Description of the task: Gather every line of the data below that contains the word "with", and copy each one unchanged.
___
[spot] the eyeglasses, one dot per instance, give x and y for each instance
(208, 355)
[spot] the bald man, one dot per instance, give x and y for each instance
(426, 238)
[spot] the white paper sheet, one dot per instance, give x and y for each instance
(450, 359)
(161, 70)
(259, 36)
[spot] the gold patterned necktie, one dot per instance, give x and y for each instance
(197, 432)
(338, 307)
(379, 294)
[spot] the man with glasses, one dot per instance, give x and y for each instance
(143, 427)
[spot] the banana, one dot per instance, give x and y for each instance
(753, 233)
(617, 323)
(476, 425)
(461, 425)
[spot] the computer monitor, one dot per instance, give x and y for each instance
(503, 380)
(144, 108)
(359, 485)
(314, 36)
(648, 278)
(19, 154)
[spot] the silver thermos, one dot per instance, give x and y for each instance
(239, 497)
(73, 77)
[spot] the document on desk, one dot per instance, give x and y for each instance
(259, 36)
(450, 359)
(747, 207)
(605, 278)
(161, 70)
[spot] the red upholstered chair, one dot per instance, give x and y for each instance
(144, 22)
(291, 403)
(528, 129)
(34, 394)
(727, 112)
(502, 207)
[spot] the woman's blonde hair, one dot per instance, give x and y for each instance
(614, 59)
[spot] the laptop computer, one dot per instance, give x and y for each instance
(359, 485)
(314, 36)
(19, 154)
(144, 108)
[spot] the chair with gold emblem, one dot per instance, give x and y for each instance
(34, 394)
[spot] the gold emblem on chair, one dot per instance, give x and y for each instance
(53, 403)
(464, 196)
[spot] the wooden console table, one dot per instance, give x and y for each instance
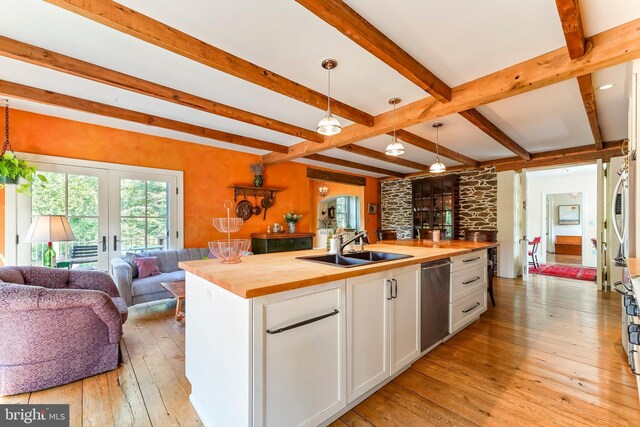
___
Written answer:
[spot] the man with glasses, one dot per instance, give x and y for each instance
[spot] the chair with gold emblem, one dot per instance, give x and y for each instance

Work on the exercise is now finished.